## Provided text
Craig A. Jones recently graduated with a PhD in Public Policy and Administration from Boise State’s School of Public Service. His research focuses on how presidents use rhetorical and administrative tools of presidential control to expand and reinforce executive power, primarily at the expense of Congressional deliberation. Craig works on energy and environmental policy in the southeast and has more than three decades of experience in the energy sector.


teddy roosevelt
Roosevelt on the stump, October 1912. Author unknown, public domain. Wikimedia CC.

Teddy Roosevelt once confessed, “Most of us enjoy preaching, and I’ve got such a bully pulpit.” The term “bully pulpit” stuck, and as historian David Greenberg notes, has become synonymous with how presidents use the Executive Office to “seize the public imagination” and engage “mass media to mold public opinion.” Since ascending to the highest office in America, President Donald Trump has used his bully pulpit to great effect by promoting policies on immigration, international trade, foreign policy, and domestic markets, among many others.

## Material supplied
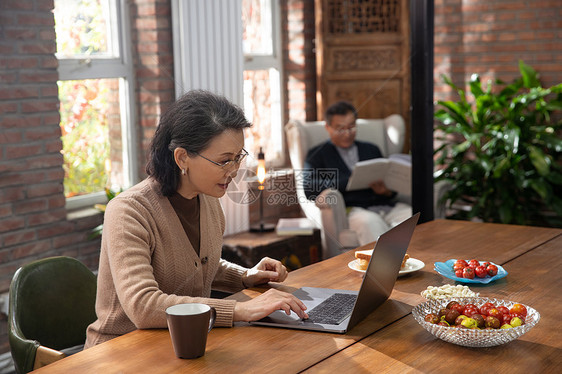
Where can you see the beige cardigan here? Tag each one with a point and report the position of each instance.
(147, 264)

---

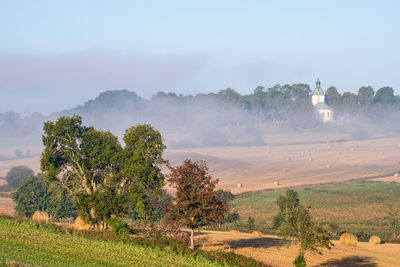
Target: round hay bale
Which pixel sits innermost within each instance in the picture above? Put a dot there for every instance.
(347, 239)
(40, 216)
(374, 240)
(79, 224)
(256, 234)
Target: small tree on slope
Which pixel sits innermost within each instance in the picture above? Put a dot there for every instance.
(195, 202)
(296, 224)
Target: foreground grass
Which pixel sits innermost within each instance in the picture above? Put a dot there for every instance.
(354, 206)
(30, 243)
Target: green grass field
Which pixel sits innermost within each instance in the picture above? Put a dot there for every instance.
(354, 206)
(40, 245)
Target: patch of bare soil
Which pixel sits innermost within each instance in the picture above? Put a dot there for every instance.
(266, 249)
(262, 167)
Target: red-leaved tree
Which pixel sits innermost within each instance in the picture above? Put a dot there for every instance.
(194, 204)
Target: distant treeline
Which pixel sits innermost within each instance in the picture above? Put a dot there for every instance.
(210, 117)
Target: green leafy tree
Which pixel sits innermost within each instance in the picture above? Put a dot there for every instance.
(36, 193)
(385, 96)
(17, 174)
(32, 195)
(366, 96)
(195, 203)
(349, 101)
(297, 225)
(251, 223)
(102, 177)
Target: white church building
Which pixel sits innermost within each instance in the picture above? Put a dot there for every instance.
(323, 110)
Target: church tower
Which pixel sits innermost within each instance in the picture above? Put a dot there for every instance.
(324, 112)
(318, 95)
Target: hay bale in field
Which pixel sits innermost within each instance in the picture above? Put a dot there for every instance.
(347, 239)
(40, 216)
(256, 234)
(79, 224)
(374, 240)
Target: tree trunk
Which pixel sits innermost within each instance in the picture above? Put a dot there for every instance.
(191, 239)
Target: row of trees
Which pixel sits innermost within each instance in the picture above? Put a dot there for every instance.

## Check your understanding
(a) Summarize the passage on the presidential bully pulpit in two sentences.
(b) Write the next part of the passage on the presidential bully pulpit, starting after its final sentence.

## Answers provided
(a) Craig A. Jones holds a PhD in Public Policy and Administration from Boise State's School of Public Service, researches how presidents use rhetorical and administrative tools to expand and reinforce executive power, primarily at the expense of Congressional deliberation, and has more than three decades of experience in the energy sector. Teddy Roosevelt's remark about having "such a bully pulpit" gave rise to a term now synonymous with presidents using their office to shape public opinion, and President Donald Trump has used his bully pulpit to great effect to promote policies on immigration, international trade, foreign policy, and domestic markets.

(b)
But the president and his bully pulpit are especially conspicuous in today’s coronavirus crisis. Using the bully pulpit of his daily press briefings and Twitter account, President Trump has rhetorically set the national agenda and directed America’s response to a pandemic that is testing the limits of American life, American politics, and American patience. Whether by his late-January proclamation restricting travel from China, his use of the Defense Production Act of 1950, his pronouncement of “absolute authority” over matters related to the pandemic and the economy, his unilateral redirecting of funds away from the World Health Organization, or his executive order temporarily halting immigration, the President has drawn criticism for his actions ranging from accusations of presidential overreach to presidential abuse.

The president’s pronouncements and his actions have renewed debate about the limits of presidential power and the presence of a constitutional crisis. These questions — what do we do about the ever-expanding powers of the presidency, and what does it mean for the balance of power set out in the Constitution? — are the focus of my recently-completed dissertation “Weaponzing the EPA: Presidential Control and Wicked Problems.”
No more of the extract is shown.